Nico Carrillo Vs. Saemapetch Fairtex: 4 Keys To Victory In Crucial Clash at ONE Fight Night 23

Muangthai PK Saenchai Nico Carrillo ONE Friday Fights 22 38

Two of the hardest-hitting bantamweight Muay Thai fighters on the planet will collide when Nico “King of the North” Carrillo takes on Saemapetch Fairtex at ONE Fight Night 23: Ok vs. Rasulov on Prime Video

Both men have blasted their way to some incredible victories in ONE, and another emphatic stoppage live in U.S. primetime this Friday, July 5, could propel them to a shot at the ONE Bantamweight Muay Thai World Title.

With Carrillo currently the division’s #1-ranked contender and Saemapetch sitting in the #4 spot, both men have a lot to fight for, and they’ll aim to make a statement at Lumpinee Boxing Stadium in Bangkok, Thailand. 

Check out the four keys to victory that could dictate how things play out for the bantamweight knockout artists on their hunt for gold. 

Carrillo’s Pressure 

Carrillo believes his rival is a great front-runner who crumbles when the pressure is pointed back at him, so expect the Scot to go after Saemapetch aggressively.
____
- **Directions**
**1.** Translate into Spanish this sentence from the fight preview: "Carrillo believes his rival is a great front-runner who crumbles when the pressure is pointed back at him, so expect the Scot to go after Saemapetch aggressively."
**2.** From the fight preview, reproduce word for word the part that opens with the words containing "Two of the hardest-hitting" and closes with "hunt for gold.".
**3.** Decide whether each statement agrees with the fight preview, answering yes or no and quoting the deciding words: (a) Carrillo is the division's #1-ranked contender. (b) Saemapetch holds the #2 spot in the rankings. (c) The bout takes place at Lumpinee Boxing Stadium in Bangkok.
____
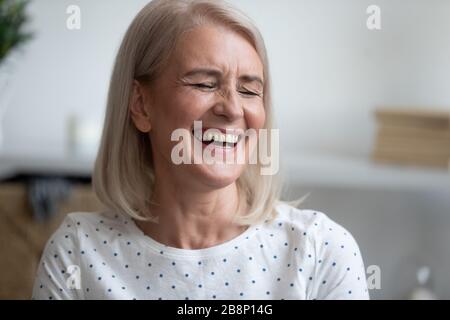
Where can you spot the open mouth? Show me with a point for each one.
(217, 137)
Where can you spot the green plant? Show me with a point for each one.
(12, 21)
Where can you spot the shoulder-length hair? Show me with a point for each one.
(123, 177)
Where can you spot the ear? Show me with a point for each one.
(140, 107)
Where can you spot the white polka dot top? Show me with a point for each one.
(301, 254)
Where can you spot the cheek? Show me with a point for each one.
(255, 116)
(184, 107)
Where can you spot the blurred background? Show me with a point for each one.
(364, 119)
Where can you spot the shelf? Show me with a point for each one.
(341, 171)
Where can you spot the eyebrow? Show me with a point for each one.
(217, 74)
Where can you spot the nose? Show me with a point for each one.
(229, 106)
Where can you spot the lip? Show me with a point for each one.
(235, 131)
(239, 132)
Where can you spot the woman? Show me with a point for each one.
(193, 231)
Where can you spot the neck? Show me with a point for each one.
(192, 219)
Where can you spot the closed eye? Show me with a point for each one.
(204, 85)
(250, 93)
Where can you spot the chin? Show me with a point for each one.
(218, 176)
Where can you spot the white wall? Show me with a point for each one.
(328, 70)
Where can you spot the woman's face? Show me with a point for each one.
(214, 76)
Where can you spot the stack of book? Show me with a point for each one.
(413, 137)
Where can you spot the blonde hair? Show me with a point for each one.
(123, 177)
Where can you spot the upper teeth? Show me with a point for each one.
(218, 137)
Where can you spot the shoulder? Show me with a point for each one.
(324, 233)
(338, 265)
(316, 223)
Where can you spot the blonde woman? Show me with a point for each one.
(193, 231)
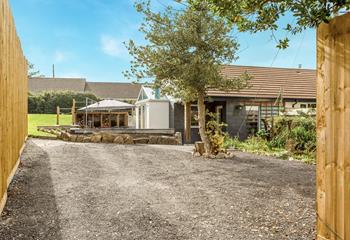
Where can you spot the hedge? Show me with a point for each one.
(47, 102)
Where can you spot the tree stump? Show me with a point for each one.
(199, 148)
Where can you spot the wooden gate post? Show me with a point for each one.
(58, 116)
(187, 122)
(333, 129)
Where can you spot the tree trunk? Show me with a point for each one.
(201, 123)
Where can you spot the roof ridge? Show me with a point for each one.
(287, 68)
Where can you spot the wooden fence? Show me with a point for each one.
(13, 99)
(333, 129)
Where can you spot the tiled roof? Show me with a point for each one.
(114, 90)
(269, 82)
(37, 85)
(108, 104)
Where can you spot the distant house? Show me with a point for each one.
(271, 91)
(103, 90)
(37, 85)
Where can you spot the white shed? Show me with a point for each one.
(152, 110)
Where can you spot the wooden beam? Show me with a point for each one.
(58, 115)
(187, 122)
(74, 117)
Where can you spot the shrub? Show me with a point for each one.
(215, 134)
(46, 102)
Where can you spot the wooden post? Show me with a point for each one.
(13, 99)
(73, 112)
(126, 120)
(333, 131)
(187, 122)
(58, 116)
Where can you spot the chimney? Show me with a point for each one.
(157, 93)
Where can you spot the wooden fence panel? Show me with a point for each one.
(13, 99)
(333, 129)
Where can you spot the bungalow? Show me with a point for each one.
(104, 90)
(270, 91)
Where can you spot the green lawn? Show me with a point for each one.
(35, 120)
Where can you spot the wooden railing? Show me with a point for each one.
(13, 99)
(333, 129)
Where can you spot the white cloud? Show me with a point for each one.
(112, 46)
____
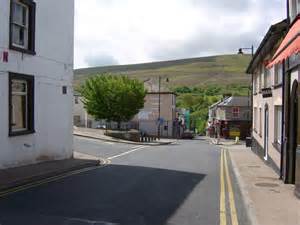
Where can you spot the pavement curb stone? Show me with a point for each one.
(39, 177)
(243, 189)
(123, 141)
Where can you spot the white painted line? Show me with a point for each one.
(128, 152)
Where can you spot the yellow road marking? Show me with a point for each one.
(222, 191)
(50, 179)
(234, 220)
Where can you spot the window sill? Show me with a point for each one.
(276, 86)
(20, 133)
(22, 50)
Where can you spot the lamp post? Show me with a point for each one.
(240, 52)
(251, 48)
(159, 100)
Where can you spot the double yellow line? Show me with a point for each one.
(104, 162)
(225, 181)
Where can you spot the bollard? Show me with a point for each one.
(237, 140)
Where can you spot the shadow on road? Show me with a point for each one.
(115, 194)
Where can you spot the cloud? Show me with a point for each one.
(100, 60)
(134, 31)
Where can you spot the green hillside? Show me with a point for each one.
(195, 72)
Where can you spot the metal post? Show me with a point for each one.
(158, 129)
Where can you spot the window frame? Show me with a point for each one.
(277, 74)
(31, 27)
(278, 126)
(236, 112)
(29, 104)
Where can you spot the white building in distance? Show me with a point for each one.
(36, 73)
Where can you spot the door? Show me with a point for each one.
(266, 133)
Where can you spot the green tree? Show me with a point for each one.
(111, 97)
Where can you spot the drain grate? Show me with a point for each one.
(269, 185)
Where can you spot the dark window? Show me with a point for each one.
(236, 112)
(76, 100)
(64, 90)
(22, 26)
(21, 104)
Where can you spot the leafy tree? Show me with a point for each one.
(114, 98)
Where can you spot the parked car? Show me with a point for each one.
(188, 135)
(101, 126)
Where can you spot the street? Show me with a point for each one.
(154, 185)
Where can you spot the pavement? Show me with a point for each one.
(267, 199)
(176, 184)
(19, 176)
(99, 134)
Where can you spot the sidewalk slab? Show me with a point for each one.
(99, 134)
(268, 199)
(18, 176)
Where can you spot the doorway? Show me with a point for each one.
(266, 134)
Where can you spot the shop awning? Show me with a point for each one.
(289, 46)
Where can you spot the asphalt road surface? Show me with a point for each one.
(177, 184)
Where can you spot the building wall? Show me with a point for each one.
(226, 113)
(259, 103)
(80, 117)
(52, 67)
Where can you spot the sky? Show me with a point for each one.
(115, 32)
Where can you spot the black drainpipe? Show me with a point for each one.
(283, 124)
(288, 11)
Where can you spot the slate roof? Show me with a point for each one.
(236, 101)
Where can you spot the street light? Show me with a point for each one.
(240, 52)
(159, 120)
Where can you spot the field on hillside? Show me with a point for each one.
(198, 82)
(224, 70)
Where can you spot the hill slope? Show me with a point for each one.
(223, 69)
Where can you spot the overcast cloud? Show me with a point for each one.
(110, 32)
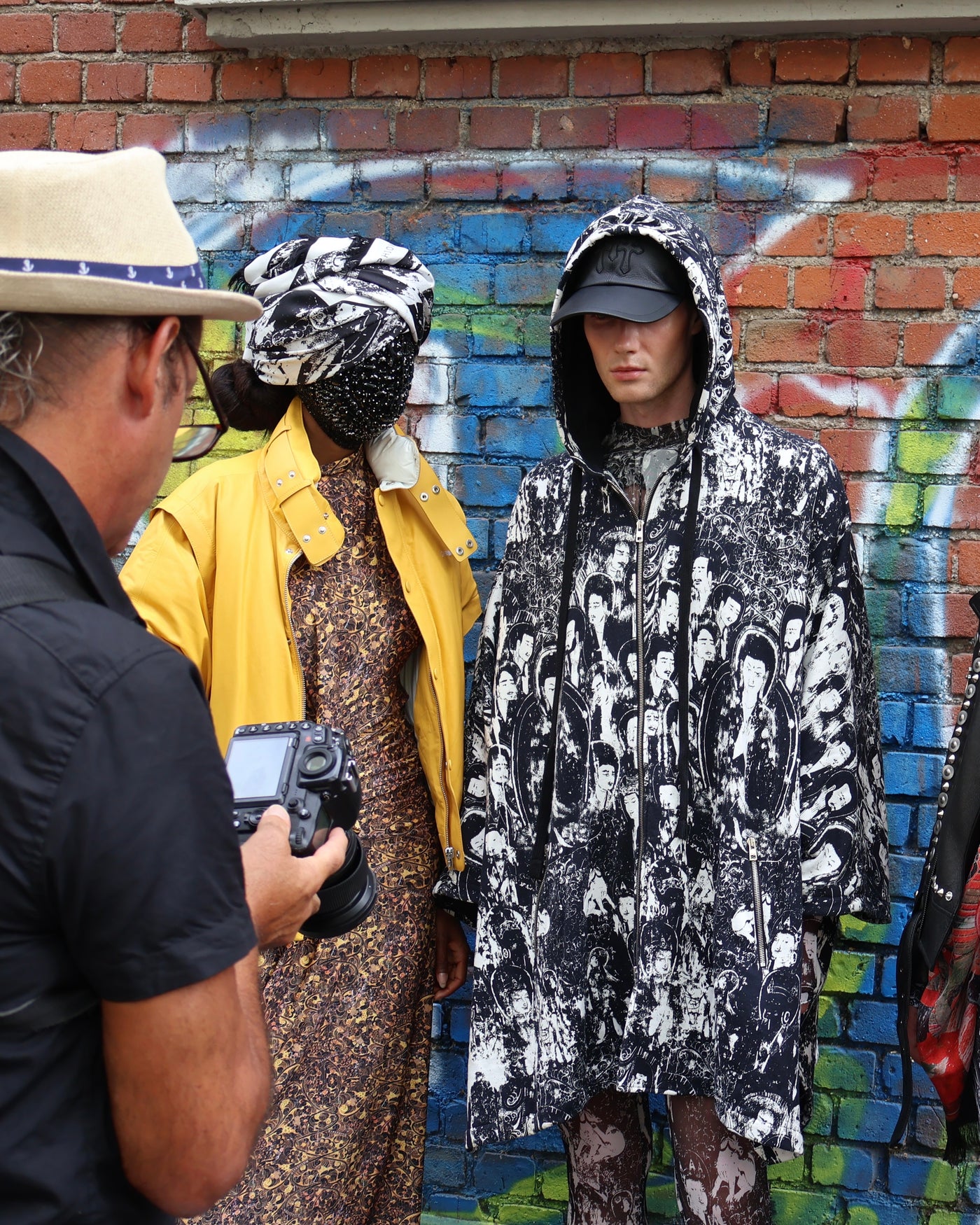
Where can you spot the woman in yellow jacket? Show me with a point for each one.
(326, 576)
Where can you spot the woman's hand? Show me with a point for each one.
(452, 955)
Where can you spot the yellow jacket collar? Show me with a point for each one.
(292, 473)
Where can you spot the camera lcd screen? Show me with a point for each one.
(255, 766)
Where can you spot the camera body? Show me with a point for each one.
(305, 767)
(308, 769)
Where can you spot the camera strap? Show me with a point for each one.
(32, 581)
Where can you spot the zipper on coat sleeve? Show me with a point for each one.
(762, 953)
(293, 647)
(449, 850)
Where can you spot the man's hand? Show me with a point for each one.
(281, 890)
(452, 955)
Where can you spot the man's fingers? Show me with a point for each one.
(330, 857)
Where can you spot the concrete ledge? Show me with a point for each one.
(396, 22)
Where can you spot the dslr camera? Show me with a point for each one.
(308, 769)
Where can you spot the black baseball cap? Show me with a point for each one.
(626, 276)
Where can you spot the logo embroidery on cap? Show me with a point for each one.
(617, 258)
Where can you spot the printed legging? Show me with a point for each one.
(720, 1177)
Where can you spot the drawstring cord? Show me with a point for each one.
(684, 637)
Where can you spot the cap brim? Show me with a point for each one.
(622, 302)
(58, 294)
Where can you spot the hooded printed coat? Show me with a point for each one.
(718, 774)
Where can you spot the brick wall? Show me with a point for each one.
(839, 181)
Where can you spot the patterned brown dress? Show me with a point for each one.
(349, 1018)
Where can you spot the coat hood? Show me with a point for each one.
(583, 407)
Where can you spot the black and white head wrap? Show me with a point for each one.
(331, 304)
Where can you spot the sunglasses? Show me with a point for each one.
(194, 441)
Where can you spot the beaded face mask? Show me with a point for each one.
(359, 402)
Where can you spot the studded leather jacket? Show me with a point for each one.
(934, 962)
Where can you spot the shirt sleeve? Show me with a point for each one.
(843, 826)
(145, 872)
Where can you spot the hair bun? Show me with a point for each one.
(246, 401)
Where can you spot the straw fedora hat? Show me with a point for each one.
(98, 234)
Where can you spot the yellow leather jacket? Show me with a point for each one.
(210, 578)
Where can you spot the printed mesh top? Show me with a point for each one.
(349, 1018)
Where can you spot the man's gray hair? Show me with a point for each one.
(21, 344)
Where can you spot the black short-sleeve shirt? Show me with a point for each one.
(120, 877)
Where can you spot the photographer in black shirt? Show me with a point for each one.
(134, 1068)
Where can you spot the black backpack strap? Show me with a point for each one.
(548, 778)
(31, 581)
____
- **Task-by-task solutions**
**1.** Carrillo cree que su rival es un excelente luchador cuando lleva la ventaja, pero que se desmorona cuando la presión se vuelve en su contra, así que es de esperar que el escocés ataque a Saemapetch con agresividad.

**2.**
Two of the hardest-hitting bantamweight Muay Thai fighters on the planet will collide when Nico “King of the North” Carrillo takes on Saemapetch Fairtex at ONE Fight Night 23: Ok vs. Rasulov on Prime Video

Both men have blasted their way to some incredible victories in ONE, and another emphatic stoppage live in U.S. primetime this Friday, July 5, could propel them to a shot at the ONE Bantamweight Muay Thai World Title.

With Carrillo currently the division’s #1-ranked contender and Saemapetch sitting in the #4 spot, both men have a lot to fight for, and they’ll aim to make a statement at Lumpinee Boxing Stadium in Bangkok, Thailand. 

Check out the four keys to victory that could dictate how things play out for the bantamweight knockout artists on their hunt for gold.

**3.**
(a) Yes: "With Carrillo currently the division’s #1-ranked contender"
(b) No: "Saemapetch sitting in the #4 spot"
(c) Yes: "they’ll aim to make a statement at Lumpinee Boxing Stadium in Bangkok, Thailand"